[Task inputs]

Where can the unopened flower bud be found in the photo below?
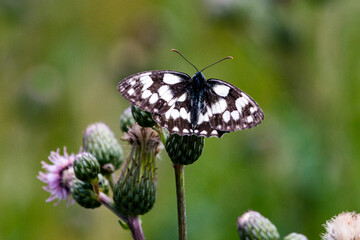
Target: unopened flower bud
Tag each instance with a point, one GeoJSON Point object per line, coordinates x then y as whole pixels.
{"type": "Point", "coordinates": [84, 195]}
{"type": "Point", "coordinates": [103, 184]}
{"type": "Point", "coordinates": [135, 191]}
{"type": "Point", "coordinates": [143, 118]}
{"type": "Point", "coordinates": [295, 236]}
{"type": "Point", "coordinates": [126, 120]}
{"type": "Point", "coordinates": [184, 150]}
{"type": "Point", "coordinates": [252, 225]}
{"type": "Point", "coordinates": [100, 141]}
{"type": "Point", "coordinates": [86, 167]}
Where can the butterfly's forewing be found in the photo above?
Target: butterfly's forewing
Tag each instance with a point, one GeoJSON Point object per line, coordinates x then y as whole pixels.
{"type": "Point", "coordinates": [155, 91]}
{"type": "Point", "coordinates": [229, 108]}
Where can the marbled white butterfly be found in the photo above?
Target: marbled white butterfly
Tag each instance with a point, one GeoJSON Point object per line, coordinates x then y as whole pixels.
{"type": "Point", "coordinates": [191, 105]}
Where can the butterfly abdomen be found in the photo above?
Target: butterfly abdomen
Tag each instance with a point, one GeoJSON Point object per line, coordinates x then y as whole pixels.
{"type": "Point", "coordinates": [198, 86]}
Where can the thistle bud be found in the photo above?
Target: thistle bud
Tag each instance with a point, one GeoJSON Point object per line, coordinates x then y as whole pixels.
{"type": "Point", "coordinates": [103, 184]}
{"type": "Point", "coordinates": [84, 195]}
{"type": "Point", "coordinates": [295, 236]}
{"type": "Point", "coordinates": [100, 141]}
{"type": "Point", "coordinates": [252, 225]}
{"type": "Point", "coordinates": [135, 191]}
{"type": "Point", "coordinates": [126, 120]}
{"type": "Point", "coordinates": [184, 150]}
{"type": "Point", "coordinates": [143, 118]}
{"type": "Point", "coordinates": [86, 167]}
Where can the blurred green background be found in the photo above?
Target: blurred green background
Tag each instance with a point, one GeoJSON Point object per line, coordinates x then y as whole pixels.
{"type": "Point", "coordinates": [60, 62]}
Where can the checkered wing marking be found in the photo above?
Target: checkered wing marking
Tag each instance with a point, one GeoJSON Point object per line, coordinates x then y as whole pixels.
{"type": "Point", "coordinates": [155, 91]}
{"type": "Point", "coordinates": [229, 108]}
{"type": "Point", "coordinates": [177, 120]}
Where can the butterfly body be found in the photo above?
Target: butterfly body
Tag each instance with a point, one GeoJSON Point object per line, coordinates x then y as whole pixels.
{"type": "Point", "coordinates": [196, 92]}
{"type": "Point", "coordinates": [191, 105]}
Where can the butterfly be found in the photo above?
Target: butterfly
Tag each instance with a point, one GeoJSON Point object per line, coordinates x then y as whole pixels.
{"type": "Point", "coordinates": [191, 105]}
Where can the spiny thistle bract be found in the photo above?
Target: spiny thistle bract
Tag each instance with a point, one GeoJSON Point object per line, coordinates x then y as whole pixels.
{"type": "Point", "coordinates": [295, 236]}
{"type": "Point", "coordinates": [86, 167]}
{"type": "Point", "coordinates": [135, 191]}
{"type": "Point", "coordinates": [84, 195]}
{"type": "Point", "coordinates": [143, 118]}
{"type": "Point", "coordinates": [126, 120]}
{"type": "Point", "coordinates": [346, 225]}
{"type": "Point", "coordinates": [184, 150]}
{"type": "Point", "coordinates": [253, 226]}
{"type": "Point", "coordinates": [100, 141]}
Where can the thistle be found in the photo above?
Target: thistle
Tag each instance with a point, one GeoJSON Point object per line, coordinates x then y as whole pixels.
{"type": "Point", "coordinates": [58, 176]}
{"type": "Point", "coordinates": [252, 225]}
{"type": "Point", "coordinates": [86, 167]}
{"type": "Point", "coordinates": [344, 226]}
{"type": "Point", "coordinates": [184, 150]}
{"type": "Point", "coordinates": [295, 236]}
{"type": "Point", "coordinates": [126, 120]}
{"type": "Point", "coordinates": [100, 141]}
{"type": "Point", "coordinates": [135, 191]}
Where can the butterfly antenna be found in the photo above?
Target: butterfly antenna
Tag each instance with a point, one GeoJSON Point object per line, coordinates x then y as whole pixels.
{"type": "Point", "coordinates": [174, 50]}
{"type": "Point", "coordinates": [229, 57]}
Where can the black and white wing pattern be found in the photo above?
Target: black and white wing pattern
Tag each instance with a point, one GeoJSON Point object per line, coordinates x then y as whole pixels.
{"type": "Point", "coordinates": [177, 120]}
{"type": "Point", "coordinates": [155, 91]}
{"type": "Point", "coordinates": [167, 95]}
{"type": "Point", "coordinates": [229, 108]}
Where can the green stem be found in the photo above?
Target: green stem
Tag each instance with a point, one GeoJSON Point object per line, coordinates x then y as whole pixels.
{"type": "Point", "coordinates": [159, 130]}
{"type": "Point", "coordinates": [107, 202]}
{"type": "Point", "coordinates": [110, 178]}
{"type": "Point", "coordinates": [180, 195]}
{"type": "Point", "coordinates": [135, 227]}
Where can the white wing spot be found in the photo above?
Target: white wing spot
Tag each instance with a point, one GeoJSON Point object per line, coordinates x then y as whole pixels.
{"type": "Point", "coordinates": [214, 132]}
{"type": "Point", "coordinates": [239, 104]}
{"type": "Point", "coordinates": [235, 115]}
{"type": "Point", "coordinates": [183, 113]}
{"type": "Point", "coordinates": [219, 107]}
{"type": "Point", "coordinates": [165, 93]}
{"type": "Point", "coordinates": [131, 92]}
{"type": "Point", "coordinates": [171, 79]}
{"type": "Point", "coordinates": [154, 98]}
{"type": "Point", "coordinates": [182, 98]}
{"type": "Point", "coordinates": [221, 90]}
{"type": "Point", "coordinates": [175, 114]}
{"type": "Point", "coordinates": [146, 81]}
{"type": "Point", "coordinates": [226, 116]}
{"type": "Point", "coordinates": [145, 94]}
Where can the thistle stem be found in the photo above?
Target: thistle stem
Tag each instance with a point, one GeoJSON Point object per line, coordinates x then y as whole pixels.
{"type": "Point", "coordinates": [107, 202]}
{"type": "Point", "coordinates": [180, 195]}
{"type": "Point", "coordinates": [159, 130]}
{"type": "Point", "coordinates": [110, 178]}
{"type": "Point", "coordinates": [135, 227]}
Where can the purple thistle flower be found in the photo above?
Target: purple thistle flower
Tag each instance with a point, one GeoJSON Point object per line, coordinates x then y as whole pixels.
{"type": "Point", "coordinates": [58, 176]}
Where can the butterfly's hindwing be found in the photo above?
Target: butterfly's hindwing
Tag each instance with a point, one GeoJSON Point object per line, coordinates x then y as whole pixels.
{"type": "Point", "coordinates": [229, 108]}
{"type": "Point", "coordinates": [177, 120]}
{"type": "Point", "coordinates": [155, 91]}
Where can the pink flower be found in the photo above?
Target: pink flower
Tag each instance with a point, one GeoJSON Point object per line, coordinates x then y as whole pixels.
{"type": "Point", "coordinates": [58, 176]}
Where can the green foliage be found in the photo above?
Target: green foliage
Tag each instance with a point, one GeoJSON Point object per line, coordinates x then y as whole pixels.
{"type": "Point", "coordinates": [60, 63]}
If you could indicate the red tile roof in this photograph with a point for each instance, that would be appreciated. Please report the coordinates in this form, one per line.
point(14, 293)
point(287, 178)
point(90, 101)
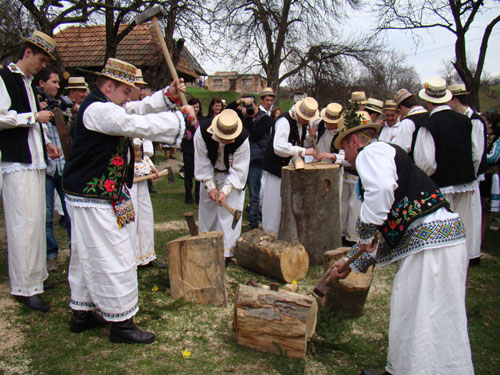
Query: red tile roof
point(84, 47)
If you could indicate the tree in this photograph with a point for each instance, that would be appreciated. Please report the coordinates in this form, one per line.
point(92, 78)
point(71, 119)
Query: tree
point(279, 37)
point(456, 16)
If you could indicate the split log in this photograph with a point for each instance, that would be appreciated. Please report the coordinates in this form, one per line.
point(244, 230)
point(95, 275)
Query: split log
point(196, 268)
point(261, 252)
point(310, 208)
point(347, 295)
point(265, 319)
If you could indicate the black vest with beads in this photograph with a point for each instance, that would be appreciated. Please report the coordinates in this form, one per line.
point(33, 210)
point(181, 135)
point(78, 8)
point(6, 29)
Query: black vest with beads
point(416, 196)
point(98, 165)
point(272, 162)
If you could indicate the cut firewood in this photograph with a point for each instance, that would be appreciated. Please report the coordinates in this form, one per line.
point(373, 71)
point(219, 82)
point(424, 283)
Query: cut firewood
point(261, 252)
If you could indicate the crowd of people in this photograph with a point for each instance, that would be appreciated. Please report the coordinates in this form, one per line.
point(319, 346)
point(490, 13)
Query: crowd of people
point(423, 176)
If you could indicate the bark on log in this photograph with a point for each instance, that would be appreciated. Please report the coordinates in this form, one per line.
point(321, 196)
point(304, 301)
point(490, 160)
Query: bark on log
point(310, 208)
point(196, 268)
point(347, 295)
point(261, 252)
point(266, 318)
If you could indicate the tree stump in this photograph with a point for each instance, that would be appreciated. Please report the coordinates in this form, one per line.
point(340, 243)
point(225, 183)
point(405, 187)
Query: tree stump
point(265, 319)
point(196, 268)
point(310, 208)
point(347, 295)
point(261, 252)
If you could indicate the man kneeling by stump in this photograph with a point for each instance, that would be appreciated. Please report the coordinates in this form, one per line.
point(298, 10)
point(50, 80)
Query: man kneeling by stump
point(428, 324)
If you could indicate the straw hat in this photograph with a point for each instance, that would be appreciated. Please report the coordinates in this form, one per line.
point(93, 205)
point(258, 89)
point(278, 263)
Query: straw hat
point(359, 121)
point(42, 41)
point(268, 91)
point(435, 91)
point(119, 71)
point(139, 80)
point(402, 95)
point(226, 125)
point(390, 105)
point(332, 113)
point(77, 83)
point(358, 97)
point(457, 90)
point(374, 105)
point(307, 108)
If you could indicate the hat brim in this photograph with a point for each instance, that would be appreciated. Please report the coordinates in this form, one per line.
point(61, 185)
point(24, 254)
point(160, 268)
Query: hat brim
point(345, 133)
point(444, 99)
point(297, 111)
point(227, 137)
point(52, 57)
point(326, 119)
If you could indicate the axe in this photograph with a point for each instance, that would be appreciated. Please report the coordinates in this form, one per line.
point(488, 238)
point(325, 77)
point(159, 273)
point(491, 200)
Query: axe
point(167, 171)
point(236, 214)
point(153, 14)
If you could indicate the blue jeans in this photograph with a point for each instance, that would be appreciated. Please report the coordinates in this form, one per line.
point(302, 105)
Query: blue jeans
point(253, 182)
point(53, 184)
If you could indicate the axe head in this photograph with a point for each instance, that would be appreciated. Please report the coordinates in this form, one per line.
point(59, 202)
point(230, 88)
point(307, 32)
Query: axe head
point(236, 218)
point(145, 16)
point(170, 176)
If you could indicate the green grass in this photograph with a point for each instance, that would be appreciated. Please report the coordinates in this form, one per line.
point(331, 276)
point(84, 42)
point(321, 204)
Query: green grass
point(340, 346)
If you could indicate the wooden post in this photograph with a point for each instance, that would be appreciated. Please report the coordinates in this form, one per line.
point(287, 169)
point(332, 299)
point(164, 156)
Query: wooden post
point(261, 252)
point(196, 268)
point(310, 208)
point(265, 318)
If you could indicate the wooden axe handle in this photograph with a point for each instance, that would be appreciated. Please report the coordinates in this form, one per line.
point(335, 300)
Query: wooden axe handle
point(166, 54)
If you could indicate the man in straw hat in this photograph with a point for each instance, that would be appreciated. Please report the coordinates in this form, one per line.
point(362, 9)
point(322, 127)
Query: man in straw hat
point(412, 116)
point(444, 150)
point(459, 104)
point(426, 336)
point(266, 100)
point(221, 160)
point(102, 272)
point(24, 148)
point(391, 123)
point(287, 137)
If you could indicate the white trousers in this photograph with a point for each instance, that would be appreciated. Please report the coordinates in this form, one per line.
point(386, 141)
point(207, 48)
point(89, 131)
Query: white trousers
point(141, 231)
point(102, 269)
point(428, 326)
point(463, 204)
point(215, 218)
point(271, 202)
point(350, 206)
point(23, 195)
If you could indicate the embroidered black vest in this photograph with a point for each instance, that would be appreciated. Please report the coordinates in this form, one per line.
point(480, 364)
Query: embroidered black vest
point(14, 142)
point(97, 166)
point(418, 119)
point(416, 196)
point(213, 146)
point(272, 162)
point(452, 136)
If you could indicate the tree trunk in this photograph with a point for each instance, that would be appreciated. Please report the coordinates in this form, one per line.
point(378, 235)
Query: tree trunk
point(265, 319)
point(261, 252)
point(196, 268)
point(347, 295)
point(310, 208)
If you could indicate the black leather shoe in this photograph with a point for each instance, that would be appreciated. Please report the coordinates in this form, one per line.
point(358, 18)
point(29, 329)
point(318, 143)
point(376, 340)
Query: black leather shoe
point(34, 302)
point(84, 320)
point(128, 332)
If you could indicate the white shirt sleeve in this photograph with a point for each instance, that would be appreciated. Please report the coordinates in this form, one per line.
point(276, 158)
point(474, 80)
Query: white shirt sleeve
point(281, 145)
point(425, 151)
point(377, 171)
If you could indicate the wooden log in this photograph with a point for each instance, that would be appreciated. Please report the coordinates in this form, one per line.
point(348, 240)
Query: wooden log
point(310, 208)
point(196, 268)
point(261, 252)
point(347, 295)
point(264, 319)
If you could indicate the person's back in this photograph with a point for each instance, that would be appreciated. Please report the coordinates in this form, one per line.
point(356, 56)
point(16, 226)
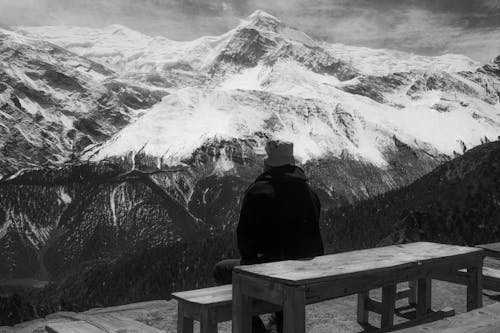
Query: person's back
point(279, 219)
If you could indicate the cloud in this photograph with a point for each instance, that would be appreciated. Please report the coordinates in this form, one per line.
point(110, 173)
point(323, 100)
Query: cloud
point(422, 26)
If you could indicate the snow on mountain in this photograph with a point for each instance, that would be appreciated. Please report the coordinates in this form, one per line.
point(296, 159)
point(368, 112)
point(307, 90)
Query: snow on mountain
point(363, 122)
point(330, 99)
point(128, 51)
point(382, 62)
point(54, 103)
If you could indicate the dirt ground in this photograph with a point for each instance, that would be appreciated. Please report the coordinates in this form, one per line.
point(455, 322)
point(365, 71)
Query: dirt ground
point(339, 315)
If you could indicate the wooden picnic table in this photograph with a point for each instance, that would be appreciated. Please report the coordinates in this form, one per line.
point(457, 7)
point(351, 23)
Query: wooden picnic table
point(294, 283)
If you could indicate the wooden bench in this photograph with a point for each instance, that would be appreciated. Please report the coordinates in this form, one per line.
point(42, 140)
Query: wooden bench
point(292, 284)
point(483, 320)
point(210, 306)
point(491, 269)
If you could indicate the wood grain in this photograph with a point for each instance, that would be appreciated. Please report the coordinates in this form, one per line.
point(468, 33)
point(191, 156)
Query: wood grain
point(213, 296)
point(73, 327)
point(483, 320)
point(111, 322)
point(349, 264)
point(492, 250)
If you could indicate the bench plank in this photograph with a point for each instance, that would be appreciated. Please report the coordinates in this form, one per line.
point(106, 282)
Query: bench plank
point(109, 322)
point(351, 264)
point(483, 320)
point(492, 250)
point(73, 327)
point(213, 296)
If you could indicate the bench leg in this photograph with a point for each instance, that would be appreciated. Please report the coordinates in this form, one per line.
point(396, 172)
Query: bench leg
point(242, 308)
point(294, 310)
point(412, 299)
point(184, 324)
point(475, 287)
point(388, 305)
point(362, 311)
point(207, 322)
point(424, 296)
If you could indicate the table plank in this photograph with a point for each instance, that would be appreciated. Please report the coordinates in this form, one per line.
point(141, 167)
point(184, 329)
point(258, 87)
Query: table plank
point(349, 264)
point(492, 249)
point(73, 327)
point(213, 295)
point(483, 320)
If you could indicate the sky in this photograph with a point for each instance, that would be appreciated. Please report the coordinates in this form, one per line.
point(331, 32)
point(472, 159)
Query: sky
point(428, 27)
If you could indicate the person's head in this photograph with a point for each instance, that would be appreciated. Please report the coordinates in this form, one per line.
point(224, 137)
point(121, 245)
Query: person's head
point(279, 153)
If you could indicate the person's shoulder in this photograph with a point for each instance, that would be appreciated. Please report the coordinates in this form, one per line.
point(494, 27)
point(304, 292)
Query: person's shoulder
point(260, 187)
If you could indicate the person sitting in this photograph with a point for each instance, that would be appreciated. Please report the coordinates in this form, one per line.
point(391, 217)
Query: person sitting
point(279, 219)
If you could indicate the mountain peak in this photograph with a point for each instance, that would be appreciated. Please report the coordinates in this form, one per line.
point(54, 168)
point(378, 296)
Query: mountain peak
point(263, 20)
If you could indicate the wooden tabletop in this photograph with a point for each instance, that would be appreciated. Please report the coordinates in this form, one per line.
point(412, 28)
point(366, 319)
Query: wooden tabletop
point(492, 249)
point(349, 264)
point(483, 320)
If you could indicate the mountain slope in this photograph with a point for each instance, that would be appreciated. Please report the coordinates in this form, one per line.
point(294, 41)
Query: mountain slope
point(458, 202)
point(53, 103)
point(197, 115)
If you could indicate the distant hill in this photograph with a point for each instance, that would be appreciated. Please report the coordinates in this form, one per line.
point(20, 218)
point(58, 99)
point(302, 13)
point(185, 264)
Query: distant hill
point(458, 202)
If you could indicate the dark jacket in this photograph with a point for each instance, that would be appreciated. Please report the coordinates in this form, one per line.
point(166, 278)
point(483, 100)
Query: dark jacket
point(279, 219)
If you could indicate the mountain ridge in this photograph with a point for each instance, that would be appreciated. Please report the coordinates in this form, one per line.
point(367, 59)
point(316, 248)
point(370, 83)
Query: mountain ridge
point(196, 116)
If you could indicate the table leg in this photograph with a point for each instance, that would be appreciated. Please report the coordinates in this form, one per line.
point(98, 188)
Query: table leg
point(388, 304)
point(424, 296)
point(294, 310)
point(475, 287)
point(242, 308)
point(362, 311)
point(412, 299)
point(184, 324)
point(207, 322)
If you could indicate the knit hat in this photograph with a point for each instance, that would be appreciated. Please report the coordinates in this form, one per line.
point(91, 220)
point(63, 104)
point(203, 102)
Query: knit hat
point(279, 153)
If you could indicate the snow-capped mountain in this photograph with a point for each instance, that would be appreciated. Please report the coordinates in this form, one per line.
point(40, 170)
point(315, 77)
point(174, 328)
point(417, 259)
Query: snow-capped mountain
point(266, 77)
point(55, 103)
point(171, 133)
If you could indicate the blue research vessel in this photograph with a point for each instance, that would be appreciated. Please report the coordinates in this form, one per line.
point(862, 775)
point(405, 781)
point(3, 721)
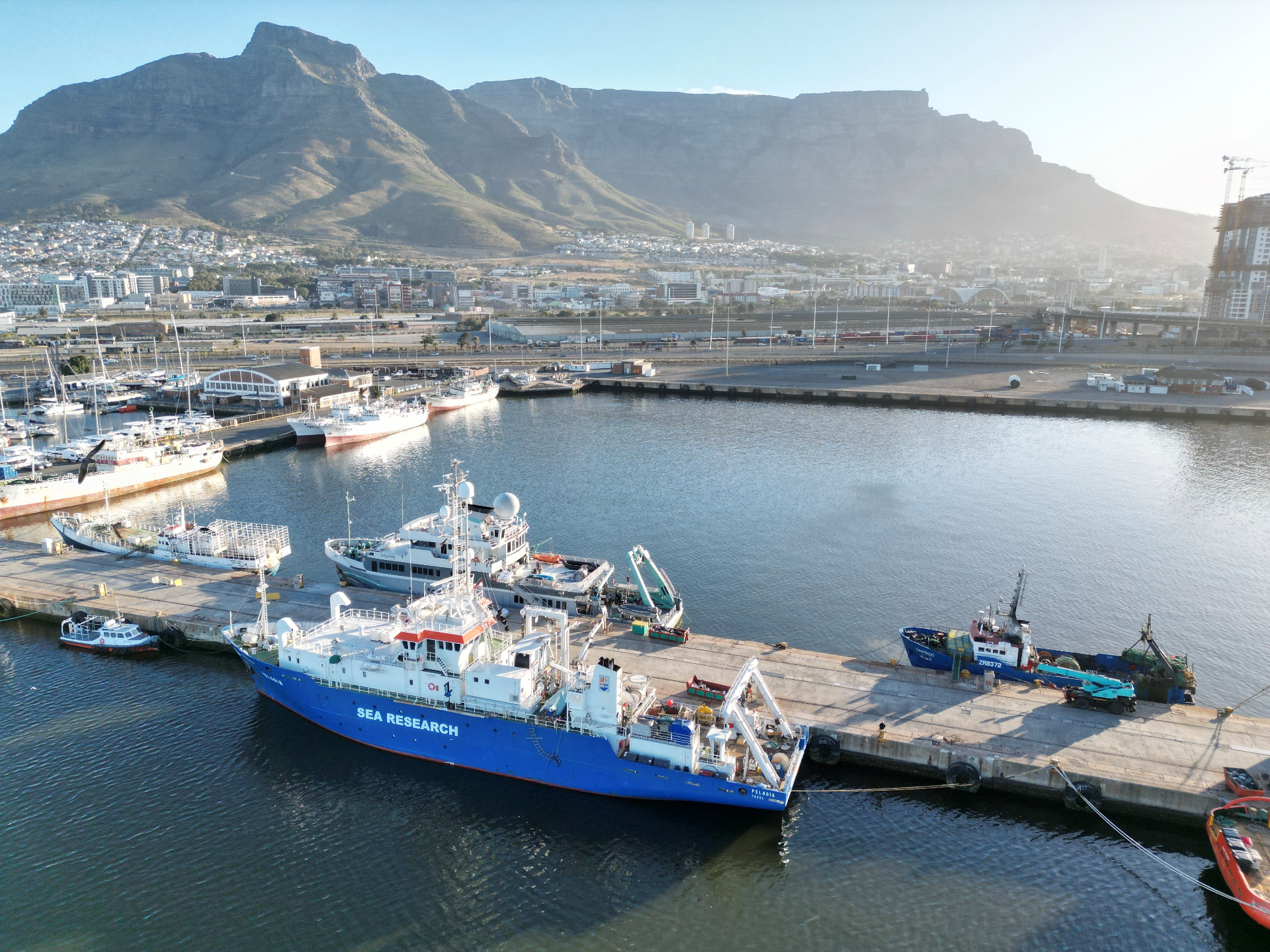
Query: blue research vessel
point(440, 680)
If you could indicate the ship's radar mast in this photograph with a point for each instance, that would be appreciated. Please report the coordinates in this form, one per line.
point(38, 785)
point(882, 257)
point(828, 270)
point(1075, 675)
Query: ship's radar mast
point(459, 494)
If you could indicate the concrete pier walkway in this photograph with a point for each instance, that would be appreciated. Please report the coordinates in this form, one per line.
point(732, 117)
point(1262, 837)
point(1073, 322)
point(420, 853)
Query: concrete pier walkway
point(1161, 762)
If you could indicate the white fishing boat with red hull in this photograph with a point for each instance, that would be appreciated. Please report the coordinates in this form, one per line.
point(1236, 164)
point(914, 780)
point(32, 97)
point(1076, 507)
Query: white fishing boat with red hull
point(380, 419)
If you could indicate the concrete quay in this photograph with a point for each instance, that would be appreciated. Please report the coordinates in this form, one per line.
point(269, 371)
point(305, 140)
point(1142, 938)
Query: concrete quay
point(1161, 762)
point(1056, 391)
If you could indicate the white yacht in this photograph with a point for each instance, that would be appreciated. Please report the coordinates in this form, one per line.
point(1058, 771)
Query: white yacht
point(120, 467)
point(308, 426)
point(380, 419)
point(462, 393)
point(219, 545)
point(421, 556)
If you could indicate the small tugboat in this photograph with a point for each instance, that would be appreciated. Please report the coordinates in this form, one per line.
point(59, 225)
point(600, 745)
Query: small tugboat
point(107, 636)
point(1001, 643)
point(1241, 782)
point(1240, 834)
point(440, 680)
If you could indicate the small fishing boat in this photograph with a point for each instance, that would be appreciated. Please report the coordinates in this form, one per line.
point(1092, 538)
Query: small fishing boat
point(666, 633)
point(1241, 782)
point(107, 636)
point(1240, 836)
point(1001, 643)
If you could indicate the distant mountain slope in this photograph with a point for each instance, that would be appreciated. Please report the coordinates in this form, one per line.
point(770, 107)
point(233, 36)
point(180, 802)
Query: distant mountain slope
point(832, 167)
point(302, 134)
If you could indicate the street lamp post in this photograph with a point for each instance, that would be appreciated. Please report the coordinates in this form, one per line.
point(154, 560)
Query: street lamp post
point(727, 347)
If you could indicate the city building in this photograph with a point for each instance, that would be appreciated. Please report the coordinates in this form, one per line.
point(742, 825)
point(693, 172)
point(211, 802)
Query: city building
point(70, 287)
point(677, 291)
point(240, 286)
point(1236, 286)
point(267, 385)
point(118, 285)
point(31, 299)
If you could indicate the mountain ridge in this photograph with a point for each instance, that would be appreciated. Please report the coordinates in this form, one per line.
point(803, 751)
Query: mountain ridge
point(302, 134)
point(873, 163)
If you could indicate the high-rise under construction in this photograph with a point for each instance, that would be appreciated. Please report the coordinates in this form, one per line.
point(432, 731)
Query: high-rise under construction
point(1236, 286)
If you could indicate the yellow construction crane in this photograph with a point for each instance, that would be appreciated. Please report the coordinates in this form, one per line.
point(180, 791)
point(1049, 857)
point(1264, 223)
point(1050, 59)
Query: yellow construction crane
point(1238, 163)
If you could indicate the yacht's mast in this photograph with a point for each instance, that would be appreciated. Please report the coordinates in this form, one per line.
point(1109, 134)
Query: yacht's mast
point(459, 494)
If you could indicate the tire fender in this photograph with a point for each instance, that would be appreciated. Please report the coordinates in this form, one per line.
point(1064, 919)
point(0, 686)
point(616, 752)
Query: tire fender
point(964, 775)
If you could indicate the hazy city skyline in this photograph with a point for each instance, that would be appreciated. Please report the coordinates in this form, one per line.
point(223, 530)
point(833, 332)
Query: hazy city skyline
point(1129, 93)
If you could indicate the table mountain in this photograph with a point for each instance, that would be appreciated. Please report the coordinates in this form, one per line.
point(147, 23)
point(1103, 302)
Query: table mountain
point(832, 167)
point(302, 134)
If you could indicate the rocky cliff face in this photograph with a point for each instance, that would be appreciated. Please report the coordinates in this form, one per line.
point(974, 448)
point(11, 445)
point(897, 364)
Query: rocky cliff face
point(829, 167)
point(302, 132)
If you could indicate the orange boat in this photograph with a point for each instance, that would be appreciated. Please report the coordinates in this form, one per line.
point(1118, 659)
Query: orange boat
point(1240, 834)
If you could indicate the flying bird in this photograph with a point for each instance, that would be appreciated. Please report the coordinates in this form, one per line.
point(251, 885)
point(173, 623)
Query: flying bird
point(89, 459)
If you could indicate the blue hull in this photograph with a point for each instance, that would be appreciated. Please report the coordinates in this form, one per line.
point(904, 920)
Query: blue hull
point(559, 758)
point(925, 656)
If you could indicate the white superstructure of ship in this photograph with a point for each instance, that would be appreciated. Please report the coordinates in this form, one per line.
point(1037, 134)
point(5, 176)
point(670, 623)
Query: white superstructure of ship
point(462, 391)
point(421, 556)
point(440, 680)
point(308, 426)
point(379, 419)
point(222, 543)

[What is required]
Rewrite the records from the line that has "If you could indicate the rocky" through the end of the records, replacing "orange boat" with "red boat" and leaving everything else as it is.

[Response]
If you could indicate the rocky cliff face in this photograph with a point for each instance, that would be appreciated. Please report the coordinates in this form, one per line.
point(974, 448)
point(11, 445)
point(897, 364)
Query: rocky cliff face
point(829, 167)
point(302, 132)
If you could indicate the red boat in this photograph with a point for each instance, that would be appreciated. Please report the coordinates in this form, one per line.
point(1118, 659)
Query: red boat
point(1240, 834)
If you could indicate the flying bird in this photograph with a point for each instance, that would be appreciated. Please report the coordinates in this form, one per line.
point(251, 885)
point(173, 623)
Query: flying bird
point(89, 459)
If you could indicate the blue hull in this photograph with a point for each instance, that would be appreciated. Please report the coordinates in this form, one per line.
point(904, 920)
Query: blue hull
point(559, 758)
point(925, 656)
If you could indicate the white superstructure of ship in this photograph with a point for each instance, that would be appreciated. Please report the coordinates in this form, one per line.
point(1037, 134)
point(5, 176)
point(670, 623)
Query: white superstructure of ship
point(462, 391)
point(421, 556)
point(440, 680)
point(308, 426)
point(379, 419)
point(222, 543)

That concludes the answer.